══ PASSAGE TO READ
Bush announces plan for Okeechobee cleanup
Hopes for the region's largest freshwater lake are pegged to reservoir and cleansing marshes.
Published October 11, 2005
LAKE OKEECHOBEE - A $200-million restoration plan for the largest freshwater lake in the Southeast will include expansion of water storage reservoirs, construction of marshes to clean polluted waters and permanent lowering of lake levels to reduce unhealthy discharges, Gov. Jeb Bush announced Monday.
"This is about responding to a challenge," Bush said, announcing the plan on Lake Okeechobee's northern shore. "This is a great opportunity to construct a consensus plan to move forward over the long haul."
Lake Okeechobee, covering 730 square miles north of the Everglades, has long suffered from phosphorus-laden runoff from farms and towns that promotes harmful plant growth. It is similar to the problem that has plagued the Everglades, itself the subject of a federal-state restoration effort intended to reduce harmful nutrients.
Last year, the lake was dealt a severe blow when four major hurricanes combined to raise lake levels from just over 12 feet to 18 feet in three months, and stir up pollutants long buried in sediment. The darkened water blocks sunlight, killing fish and plants, and a blue-green toxic algae has bloomed because of the pollution.
════
● WHAT YOU NEED TO DO:
**A)** List the three measures that the Okeechobee cleanup article says the restoration plan will include.
**B)** Answer these questions from the Okeechobee cleanup article:
(i) What is the dollar amount of the restoration plan?
(ii) How many square miles does Lake Okeechobee cover?
(iii) How many major hurricanes hit the lake last year?
**C)** Extend the Okeechobee cleanup article with a few more paragraphs that pick up after its final sentence.
The records that follow come from a different source than the article above.
══ GIVEN DATA
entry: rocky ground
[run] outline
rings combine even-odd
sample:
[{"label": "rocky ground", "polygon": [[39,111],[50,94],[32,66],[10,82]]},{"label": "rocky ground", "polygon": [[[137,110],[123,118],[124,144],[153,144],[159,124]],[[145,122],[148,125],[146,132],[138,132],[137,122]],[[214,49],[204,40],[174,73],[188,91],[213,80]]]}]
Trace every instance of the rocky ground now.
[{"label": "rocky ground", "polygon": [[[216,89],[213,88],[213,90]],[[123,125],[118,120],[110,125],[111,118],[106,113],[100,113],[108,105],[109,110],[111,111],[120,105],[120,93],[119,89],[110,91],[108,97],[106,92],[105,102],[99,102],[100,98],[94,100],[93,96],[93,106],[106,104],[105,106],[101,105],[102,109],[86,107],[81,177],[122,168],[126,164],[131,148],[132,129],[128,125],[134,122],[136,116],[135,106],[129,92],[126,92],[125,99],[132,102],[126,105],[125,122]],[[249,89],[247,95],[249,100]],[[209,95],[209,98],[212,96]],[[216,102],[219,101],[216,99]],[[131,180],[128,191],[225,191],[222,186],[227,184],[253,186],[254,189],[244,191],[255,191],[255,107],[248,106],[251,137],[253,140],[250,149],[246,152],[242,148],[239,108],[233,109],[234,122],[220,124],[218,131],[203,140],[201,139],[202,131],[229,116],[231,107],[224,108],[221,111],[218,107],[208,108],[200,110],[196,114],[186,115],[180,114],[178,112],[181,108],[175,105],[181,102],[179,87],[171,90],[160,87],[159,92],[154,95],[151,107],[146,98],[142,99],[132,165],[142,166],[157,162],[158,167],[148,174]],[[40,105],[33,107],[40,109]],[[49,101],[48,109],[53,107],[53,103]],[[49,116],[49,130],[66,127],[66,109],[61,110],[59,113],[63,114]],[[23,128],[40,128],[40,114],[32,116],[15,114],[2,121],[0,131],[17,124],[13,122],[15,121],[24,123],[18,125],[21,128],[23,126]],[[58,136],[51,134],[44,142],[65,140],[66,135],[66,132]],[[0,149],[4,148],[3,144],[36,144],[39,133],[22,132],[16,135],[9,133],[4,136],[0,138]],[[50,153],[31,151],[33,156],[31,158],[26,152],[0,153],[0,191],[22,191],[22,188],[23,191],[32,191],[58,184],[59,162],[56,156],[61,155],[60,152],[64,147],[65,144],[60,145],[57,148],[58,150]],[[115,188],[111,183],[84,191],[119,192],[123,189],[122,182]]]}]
════
● EXERCISE RESPONSES:
**A)**
- Expansion of water storage reservoirs
- Construction of marshes to clean polluted waters
- Permanent lowering of lake levels to reduce unhealthy discharges

**B)**
(i) $200 million
(ii) 730 square miles
(iii) Four

**C)**
To prevent possible lake flooding, water managers have discharged huge amounts of polluted water, causing extreme harm downstream to the fragile St. Lucie and Caloosahatchee estuaries that depend on the proper balance of salt and fresh water. Oysters, fish, birds and plants are all affected.
"Lake Okeechobee has been brought to the brink of complete environmental failure," said state Sen. Ken Pruitt, R-St. Lucie.
Bush said restoration of Lake Okeechobee is also vital for South Florida's economic health, because its health is key for the Everglades and water quality throughout the region.
"Lake Okeechobee is the heart of the South Florida ecosystem," he said. "Success is critical to our state."
Under the plan announced by Bush, the Army Corps of Engineers will revise its regulations on lake levels by December so less water is discharged into the St. Lucie and Caloosahatchee. That will enable marshes in Lake Okeechobee itself to dry out during the dry season, a part of the lake's natural cycle that has been interrupted by the high water levels.
The restoration plan also envisions construction of one 4,000-acre reservoir ahead of schedule in 2009, and an additional 3,500 acres of stormwater treatment areas that would divert and clean lake discharges. This will also reduce the need to discharge water into the estuaries and reduce by about 75 tons a year the phosphorus that flows into the lake.
The plan also calls for improved fertilizer management practices and establishes new pollution reduction standards for the lake's tributaries.
Environmental groups praised the plan as long overdue.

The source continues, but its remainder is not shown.